**STATED GOAL**
Please give every line from the one containing "Target: crowd of people on field" down to the last of the rows below as a numbered list, leaving out blank lines.

**DATA ROWS**
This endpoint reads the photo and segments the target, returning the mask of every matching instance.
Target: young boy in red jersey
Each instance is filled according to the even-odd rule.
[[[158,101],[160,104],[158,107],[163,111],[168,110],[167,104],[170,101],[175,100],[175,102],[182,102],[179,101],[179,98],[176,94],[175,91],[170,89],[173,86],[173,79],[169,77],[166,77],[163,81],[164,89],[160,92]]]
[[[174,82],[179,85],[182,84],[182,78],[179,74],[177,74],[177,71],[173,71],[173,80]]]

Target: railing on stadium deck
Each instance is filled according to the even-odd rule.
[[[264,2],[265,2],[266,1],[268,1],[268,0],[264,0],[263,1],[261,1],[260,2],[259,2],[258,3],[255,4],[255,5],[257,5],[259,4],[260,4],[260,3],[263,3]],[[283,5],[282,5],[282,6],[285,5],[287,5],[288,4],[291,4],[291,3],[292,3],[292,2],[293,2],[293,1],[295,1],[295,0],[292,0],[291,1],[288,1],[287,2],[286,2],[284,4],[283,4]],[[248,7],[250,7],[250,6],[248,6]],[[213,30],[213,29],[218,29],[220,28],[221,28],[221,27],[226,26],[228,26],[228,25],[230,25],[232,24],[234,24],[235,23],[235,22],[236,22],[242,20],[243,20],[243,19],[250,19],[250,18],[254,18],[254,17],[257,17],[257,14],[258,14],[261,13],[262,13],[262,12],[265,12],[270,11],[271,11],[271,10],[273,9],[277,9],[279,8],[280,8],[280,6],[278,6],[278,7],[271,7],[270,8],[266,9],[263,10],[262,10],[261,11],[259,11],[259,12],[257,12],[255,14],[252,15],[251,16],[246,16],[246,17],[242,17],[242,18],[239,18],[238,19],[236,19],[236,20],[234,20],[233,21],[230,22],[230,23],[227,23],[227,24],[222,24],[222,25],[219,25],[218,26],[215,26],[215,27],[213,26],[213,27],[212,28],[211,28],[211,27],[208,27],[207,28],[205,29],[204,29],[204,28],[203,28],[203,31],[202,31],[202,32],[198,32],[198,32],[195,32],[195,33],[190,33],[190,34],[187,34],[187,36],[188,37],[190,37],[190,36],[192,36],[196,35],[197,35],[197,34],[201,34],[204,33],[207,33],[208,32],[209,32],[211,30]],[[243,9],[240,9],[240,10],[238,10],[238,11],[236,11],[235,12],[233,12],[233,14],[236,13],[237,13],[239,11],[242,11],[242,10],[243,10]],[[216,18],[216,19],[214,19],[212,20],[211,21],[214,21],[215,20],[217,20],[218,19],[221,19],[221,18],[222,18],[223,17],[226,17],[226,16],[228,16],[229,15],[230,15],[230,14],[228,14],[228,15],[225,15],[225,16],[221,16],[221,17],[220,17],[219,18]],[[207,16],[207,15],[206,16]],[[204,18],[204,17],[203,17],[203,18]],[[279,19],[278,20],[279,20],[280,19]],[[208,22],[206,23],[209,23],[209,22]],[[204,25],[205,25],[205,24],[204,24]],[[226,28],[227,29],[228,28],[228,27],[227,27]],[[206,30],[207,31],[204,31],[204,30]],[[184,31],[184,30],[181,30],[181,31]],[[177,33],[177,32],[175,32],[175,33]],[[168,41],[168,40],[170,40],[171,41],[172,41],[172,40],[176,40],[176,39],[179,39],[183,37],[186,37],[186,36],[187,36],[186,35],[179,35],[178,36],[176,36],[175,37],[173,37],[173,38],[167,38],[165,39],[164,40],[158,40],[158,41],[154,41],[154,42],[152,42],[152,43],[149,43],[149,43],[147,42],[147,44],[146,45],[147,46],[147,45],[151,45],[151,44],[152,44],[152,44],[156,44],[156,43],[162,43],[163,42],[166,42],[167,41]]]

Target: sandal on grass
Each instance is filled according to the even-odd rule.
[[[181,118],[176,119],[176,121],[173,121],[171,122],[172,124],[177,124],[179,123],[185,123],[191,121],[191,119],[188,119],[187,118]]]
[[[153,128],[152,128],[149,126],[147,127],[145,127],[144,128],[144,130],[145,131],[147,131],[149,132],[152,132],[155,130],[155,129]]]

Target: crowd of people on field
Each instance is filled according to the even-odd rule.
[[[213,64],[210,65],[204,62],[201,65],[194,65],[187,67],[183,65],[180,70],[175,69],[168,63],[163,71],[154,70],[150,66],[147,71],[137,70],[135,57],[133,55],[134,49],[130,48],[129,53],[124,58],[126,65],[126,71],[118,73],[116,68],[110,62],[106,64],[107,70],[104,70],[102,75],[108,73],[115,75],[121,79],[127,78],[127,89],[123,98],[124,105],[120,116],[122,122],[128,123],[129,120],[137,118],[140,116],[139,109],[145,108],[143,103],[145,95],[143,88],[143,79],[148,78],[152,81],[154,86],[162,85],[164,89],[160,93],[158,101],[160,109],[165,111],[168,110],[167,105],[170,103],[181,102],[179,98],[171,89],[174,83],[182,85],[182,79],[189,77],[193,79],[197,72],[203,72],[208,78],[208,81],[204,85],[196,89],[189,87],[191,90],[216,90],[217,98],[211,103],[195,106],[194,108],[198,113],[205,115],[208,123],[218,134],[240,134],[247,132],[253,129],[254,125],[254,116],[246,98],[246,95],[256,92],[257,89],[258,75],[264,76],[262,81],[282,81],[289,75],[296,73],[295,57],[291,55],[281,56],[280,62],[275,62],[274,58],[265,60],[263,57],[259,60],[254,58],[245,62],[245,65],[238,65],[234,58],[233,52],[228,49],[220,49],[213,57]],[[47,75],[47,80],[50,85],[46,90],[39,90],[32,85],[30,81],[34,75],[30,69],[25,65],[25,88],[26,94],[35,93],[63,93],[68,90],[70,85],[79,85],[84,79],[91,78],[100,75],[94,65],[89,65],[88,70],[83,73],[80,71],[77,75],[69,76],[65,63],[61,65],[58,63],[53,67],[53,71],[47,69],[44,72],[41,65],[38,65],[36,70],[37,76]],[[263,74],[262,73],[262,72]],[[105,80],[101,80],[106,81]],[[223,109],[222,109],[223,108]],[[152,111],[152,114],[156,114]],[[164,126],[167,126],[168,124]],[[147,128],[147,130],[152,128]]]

**COMPLETE ANSWER**
1. Target: crowd of people on field
2. Each instance is filled according to the even-odd rule.
3. [[[213,64],[210,65],[204,62],[201,65],[194,65],[187,67],[183,65],[180,70],[175,69],[168,63],[163,71],[154,70],[150,66],[147,71],[137,70],[135,57],[133,55],[134,49],[130,48],[129,53],[124,58],[126,65],[126,71],[118,73],[116,68],[110,62],[106,64],[107,70],[104,70],[102,75],[108,73],[115,75],[121,79],[127,78],[127,89],[123,98],[124,105],[120,116],[122,122],[128,123],[129,120],[137,118],[140,116],[139,109],[145,108],[143,103],[145,95],[143,88],[143,79],[148,78],[152,81],[154,86],[162,85],[164,89],[160,93],[158,101],[160,109],[165,111],[168,110],[167,105],[170,103],[181,102],[179,98],[171,89],[174,83],[182,85],[182,79],[189,77],[193,79],[197,72],[203,72],[208,78],[208,81],[204,85],[196,89],[189,87],[191,90],[216,90],[217,98],[211,103],[195,106],[194,108],[198,113],[205,115],[208,123],[218,134],[240,134],[247,132],[253,129],[254,125],[254,116],[246,98],[246,95],[256,92],[257,89],[258,75],[264,76],[262,81],[282,81],[289,75],[296,73],[295,57],[291,55],[281,56],[280,62],[275,62],[274,58],[265,60],[263,57],[259,60],[254,58],[245,62],[245,65],[238,65],[234,58],[233,52],[228,49],[220,49],[213,57]],[[47,75],[47,80],[50,85],[46,90],[39,90],[32,85],[30,81],[34,75],[30,69],[25,65],[25,88],[26,94],[35,93],[63,93],[68,90],[70,85],[79,85],[84,79],[91,78],[100,75],[94,65],[89,65],[88,70],[83,73],[80,71],[77,75],[69,76],[65,63],[61,65],[58,63],[53,67],[53,71],[47,69],[44,72],[41,65],[38,65],[36,70],[37,76]],[[263,74],[262,73],[262,72]],[[105,80],[101,80],[106,81]],[[223,109],[222,109],[223,108]],[[152,111],[152,114],[156,114]],[[164,126],[167,126],[168,124]],[[147,128],[147,130],[152,128]]]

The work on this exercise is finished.